_SUPPLIED TEXT:_
Imagine that we are observing a sample of dispensing machines during a period of time. Let’s assume that the researcher has created one column, doe, with the date when each particular machine enters the observation period and a second column, dox, with the date when each machine breaks down or when the observation period ends. In order to run survival analysis, Stata will require two variables: (1) a time variable which is the number of time units (e.g. days) that each individual has been at risk and (2) an outcome variable that can take to values: 1 if failure occurs and 0 if censoring.
In our example the time variable would be the number of days from beginning of the observation period until the machine breaks down (failure) or the end of the observation period (censoring). Note that censoring means that the machine did not break during the observation period.
The command used to declare your data to be survival data is stset. The syntax for our example would be:
stset surv_days, failure (broken=1)
In this post I am talking about single-failure-per-subject-data, in other words, we are only interested in time to first failure. Most survival data will be single-failure since most of the times what you observe is death, and as far as I am concerned a person can only die once. But if you were observing a particular illness, a person could fall ill several times.
Alternatively, Stata also allows survival data to be declared by using date of origin and date of exit instead of survival time. Following our example, the syntax would look like this:
stset dox, failure(broken=1) origin(doe)
I always suggest to run stdescribe which produces a report with the number of subjects, time at risk and number of failures. This allows you to ensure that the survival data was declared correctly.
Now that we have learned how to prepare a dataset for survival analysis, how do we analyze the data?. In this post I will only cover the most basic analysis: the Kaplan-Meier survivor function. Plotting them, is very useful when we want to compare the survival time between groups of individuals. Continuing with our example, imagine that we are interested in comparing the performance of machines from two different companies (1=healthysnacks; 2=nuttysnacks).

_RECORDS:_

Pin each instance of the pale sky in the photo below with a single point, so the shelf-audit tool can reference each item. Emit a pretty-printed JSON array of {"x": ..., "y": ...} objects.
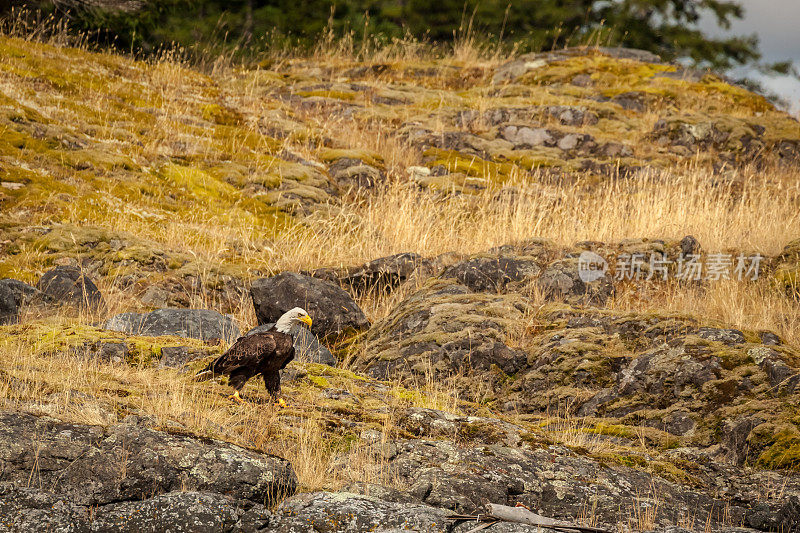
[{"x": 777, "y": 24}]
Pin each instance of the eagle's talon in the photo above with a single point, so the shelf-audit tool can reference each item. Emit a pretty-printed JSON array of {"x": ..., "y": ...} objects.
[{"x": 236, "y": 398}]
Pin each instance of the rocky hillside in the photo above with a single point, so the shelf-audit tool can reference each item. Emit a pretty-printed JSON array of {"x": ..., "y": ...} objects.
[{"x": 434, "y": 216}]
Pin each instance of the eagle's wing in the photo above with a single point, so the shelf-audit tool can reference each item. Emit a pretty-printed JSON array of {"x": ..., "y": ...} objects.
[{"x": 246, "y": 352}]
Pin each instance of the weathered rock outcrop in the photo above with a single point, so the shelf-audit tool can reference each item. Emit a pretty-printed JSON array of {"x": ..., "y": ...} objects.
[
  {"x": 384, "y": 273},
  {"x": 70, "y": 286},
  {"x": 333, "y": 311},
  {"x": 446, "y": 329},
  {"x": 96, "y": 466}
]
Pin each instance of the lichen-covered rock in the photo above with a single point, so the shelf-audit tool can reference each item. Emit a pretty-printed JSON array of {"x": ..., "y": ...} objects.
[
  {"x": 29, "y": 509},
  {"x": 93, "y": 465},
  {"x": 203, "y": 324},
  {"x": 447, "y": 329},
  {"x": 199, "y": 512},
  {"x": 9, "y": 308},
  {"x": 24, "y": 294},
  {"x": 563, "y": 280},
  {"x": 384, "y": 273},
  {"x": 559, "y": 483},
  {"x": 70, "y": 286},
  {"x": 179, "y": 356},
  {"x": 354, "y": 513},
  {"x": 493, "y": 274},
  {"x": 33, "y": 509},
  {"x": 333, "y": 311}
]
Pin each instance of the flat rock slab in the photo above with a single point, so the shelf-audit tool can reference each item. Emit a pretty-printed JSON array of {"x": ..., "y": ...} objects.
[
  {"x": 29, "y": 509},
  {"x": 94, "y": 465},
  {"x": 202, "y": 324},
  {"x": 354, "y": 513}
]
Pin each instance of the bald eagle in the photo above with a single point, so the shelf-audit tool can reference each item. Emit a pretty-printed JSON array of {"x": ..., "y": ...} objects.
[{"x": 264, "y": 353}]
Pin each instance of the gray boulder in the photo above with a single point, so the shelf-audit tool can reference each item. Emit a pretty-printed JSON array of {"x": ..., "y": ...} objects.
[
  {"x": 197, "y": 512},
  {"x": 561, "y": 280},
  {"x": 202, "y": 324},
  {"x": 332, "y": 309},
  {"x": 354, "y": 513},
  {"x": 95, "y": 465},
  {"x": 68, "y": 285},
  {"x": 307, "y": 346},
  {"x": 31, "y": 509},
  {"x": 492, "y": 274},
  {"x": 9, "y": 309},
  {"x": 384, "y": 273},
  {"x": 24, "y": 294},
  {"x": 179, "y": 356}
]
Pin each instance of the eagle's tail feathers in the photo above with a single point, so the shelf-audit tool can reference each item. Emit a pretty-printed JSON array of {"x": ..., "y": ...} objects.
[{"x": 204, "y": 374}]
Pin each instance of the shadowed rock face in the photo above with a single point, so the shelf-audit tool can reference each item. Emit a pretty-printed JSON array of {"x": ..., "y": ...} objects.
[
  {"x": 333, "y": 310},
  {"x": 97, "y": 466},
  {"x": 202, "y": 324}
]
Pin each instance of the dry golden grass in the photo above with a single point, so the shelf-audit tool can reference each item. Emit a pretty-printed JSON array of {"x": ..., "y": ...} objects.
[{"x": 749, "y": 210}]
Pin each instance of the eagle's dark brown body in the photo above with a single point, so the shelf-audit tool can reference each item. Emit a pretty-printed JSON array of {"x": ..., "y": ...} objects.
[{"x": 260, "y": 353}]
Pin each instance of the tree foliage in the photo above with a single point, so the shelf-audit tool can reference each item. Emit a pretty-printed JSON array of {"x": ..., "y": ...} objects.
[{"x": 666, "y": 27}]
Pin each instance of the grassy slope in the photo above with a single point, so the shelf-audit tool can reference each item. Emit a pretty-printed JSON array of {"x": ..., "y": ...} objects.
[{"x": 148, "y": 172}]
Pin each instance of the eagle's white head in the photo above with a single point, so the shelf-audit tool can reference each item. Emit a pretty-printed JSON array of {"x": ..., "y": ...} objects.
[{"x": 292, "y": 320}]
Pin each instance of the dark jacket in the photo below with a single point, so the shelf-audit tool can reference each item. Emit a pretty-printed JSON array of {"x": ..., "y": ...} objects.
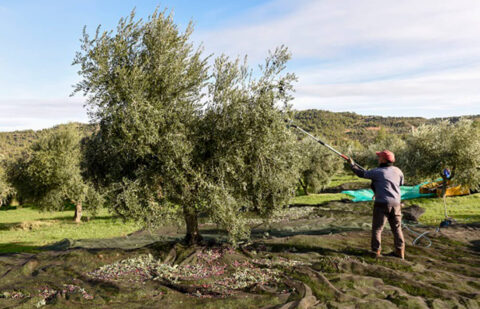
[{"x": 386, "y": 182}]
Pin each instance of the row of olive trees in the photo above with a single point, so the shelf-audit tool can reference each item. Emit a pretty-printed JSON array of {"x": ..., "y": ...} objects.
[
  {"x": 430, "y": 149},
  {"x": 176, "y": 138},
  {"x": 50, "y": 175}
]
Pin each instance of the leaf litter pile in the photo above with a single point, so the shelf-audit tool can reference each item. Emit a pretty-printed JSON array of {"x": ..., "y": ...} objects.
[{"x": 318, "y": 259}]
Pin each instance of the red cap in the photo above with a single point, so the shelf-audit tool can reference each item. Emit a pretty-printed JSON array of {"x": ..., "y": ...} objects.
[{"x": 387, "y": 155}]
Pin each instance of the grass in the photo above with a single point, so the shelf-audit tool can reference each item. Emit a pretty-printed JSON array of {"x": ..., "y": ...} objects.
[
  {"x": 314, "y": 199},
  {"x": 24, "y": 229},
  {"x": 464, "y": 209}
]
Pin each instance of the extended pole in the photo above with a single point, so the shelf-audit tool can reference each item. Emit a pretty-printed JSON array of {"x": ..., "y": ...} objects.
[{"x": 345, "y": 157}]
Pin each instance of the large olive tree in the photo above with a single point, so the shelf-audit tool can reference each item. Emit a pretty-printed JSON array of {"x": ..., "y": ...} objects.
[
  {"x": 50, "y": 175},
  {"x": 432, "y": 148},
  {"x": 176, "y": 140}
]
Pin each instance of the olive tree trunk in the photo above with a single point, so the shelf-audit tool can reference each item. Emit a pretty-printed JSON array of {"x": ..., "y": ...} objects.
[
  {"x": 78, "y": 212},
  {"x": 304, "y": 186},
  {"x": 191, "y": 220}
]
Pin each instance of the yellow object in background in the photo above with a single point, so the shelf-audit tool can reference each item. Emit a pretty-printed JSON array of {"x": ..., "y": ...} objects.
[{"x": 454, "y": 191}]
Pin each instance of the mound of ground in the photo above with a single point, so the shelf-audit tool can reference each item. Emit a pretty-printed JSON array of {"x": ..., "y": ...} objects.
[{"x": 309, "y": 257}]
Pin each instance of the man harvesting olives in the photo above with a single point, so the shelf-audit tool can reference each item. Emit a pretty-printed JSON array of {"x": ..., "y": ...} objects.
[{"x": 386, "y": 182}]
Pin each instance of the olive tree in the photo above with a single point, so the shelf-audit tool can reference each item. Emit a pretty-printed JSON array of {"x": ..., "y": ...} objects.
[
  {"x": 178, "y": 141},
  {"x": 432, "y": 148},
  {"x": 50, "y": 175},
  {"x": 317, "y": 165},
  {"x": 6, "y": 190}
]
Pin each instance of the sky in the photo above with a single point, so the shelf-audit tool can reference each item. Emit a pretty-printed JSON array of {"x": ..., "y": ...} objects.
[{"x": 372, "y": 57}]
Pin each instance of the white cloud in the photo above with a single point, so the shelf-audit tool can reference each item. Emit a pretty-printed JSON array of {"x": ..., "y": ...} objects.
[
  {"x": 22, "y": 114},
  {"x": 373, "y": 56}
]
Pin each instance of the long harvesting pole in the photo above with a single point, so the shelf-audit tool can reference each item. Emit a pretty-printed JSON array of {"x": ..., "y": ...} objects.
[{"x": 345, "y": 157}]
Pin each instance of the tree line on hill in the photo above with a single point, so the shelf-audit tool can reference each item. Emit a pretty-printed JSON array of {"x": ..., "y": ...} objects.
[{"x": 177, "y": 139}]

_TASK OBJECTIVE:_
According to the Stata survival analysis text, which command produces a report with the number of subjects, time at risk and number of failures? Rely solely on the Stata survival analysis text, not on the data.

_TASK SOLUTION:_
The stdescribe command.